▶ Goal of the exercise
Set down a precise copy of the whole listing.

[Start of section]

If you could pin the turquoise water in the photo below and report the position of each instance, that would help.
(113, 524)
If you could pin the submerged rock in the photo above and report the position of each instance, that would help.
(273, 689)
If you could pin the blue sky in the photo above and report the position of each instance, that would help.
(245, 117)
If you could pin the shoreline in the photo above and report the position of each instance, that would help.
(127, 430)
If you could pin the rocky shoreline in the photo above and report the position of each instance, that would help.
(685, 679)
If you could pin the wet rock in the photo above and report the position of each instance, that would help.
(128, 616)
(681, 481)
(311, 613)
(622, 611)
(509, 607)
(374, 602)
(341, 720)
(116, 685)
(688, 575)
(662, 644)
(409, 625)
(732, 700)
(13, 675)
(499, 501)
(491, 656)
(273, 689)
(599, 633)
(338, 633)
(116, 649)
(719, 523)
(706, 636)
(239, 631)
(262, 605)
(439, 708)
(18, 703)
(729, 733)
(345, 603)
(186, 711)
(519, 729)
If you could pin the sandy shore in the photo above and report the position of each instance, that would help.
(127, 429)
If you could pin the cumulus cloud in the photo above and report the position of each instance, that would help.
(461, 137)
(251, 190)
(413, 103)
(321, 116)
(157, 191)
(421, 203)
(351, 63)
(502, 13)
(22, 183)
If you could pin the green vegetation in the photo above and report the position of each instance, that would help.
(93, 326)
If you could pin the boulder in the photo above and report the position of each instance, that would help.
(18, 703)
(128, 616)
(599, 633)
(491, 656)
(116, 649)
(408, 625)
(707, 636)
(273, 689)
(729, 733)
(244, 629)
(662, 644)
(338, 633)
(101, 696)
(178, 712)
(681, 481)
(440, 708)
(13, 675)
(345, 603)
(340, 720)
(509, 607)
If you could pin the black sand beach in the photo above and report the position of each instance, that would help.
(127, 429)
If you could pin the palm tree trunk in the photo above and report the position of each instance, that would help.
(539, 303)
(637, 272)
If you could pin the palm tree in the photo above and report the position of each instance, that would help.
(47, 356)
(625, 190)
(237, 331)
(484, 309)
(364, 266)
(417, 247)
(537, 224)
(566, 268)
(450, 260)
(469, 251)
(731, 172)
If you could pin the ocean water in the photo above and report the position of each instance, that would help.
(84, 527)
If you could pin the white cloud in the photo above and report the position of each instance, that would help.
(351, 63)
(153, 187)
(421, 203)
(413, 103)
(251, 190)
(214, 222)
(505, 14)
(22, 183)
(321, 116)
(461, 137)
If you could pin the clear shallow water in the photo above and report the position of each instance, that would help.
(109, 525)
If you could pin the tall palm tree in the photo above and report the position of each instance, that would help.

[End of section]

▶ Answer area
If you could pin the turquoise water in the photo below and report the position of each instance, that would help.
(113, 524)
If you could pin the submerged rock in the photo above and report the position of each instance, that would help.
(273, 689)
If you could pin the blue sky in the photo above and report the position of each instance, that would help.
(245, 117)
If you could pin the shoreline in the photo above and report the position of each instance, that would help.
(127, 430)
If you could pin the rocky shoreline in the photo above and report the position of each instance, that would help.
(685, 679)
If you could pin the wet rock in the photo above and report the position of each instance, that would help.
(128, 616)
(681, 481)
(311, 613)
(622, 611)
(509, 607)
(374, 602)
(341, 720)
(116, 685)
(688, 575)
(662, 644)
(409, 625)
(732, 700)
(13, 675)
(499, 501)
(491, 656)
(273, 689)
(599, 633)
(338, 633)
(116, 649)
(719, 523)
(706, 636)
(239, 631)
(262, 605)
(439, 708)
(18, 703)
(729, 733)
(345, 603)
(186, 711)
(519, 729)
If you could pin the sandy shore in the photo above and report the position of each instance, that would help.
(127, 429)
If you could pin the cumulus cloud in the photo above and report the position of each instance, that would help.
(461, 137)
(251, 190)
(413, 103)
(321, 116)
(157, 191)
(421, 203)
(351, 63)
(502, 13)
(22, 183)
If you could pin the green vegetation in the photo above and report the position of each instance, that would help.
(93, 326)
If you could pin the boulder in the photo above and report the position of each instance, that would help.
(18, 703)
(128, 616)
(599, 633)
(491, 656)
(116, 649)
(408, 625)
(707, 636)
(273, 689)
(729, 733)
(244, 629)
(662, 644)
(338, 633)
(101, 696)
(178, 712)
(681, 481)
(440, 708)
(13, 675)
(345, 603)
(340, 720)
(509, 607)
If you could pin the black sand beach in the photo above and report the position of each instance, that would help.
(127, 429)
If you could pin the palm tree trunk in the photo above and report the position of each instance, that would help.
(539, 303)
(637, 272)
If you could pin the palm tree in the photo above and report the position of each instance, that would help.
(47, 356)
(625, 190)
(237, 331)
(484, 309)
(364, 266)
(417, 247)
(537, 224)
(566, 268)
(450, 260)
(469, 251)
(731, 172)
If you could pin the ocean water in the photo above and report the position of each instance, that would help.
(84, 527)
If you could pin the white cloud in the photo above and report the position of each instance, that would help.
(351, 63)
(153, 187)
(421, 203)
(413, 103)
(251, 190)
(214, 222)
(505, 14)
(22, 183)
(321, 116)
(461, 137)
If you could pin the clear shallow water in the photo above and report the position of each instance, that would help.
(109, 525)
If you could pin the tall palm tree in the photo above and report the position of each instance, that would help.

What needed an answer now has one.